▶ **Source passage**:
Update of 21 January 2026: The European Parliament voted, by 334 votes to 324 with 11 abstentions, to request an opinion from the Court of Justice of the EU on the EU‑Mercosur agreement, which in practice puts the Parliament’s final vote on ratification on hold until the Court delivers its ruling.
However, despite this referral, some European leaders and diplomats are advocating for the agreement to still enter into force on a provisional basis as soon as a first Mercosur country has ratified it, an option that remains highly contested politically.
As the European Union finalizes one of the most extensive trade agreements ever negotiated, the EU-Mercosur agreement stands as a major political test. Presented by the European Commission as a lever for growth, competitiveness, and geo-economic power, it nevertheless faces sustained opposition in many European countries. There is much more at stake in this treaty than a simple reduction in customs duties: it is a confrontation between two visions of globalization, pitting industrial promise against agricultural concerns, climate emergency, and a democratic deficit.

▶ **Tasks to carry out**:
1 > In the EU-Mercosur text, what was the European Parliament's vote count on asking the Court of Justice for an opinion?
2 > Retype the EU-Mercosur text from "However, despite this" up to and including "a democratic deficit.".
3 > Put this sentence from the EU-Mercosur text into Spanish: "As the European Union finalizes one of the most extensive trade agreements ever negotiated, the EU-Mercosur agreement stands as a major political test."
The material has no role in this work.

▶ **Record set**:
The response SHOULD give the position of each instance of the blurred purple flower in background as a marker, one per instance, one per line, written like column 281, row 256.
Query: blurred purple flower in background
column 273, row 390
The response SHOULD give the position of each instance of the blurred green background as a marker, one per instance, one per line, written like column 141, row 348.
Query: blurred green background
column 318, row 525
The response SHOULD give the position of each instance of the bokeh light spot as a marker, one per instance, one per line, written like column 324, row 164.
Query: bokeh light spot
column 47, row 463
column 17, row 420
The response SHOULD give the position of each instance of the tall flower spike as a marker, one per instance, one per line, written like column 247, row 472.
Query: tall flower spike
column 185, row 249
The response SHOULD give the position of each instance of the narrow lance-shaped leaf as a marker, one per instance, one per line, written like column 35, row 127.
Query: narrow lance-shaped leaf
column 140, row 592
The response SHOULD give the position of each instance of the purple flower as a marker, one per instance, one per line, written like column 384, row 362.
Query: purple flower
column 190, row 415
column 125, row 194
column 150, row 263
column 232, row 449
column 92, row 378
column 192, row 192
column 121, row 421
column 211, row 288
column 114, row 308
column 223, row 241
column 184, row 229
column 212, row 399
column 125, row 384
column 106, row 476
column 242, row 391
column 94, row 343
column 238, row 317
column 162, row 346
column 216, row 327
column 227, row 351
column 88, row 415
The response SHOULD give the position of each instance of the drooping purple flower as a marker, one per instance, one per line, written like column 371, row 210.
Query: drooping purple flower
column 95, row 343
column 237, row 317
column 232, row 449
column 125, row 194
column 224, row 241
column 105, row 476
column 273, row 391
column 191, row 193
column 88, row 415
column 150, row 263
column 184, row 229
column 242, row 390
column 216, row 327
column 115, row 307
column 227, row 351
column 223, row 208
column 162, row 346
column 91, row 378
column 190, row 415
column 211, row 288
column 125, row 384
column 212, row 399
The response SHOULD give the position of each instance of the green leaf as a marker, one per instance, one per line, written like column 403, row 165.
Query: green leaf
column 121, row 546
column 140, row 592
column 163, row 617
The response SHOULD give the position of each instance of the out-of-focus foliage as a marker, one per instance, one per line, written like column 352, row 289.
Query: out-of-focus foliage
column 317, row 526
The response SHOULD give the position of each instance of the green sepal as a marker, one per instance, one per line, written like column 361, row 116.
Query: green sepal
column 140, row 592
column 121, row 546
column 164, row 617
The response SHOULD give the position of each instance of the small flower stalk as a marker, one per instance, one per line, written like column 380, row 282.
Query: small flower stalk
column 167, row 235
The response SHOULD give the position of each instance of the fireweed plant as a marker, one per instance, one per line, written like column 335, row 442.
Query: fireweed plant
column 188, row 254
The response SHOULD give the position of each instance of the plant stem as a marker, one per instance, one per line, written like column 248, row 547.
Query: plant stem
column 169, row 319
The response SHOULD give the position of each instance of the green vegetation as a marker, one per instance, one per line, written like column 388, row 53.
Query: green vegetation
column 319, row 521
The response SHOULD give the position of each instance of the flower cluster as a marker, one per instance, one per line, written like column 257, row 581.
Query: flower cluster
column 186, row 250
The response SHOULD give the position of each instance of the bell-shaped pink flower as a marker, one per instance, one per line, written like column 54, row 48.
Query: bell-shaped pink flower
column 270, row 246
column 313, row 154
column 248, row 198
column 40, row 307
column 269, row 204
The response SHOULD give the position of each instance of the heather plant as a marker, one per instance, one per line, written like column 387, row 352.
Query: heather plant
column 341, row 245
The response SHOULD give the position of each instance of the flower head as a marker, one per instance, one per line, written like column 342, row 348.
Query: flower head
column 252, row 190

▶ **Answers by task**:
1 > 334 votes to 324, with 11 abstentions.

2 >
However, despite this referral, some European leaders and diplomats are advocating for the agreement to still enter into force on a provisional basis as soon as a first Mercosur country has ratified it, an option that remains highly contested politically.
As the European Union finalizes one of the most extensive trade agreements ever negotiated, the EU-Mercosur agreement stands as a major political test. Presented by the European Commission as a lever for growth, competitiveness, and geo-economic power, it nevertheless faces sustained opposition in many European countries. There is much more at stake in this treaty than a simple reduction in customs duties: it is a confrontation between two visions of globalization, pitting industrial promise against agricultural concerns, climate emergency, and a democratic deficit.

3 > Mientras la Unión Europea ultima uno de los acuerdos comerciales más amplios jamás negociados, el acuerdo UE-Mercosur se perfila como una gran prueba política.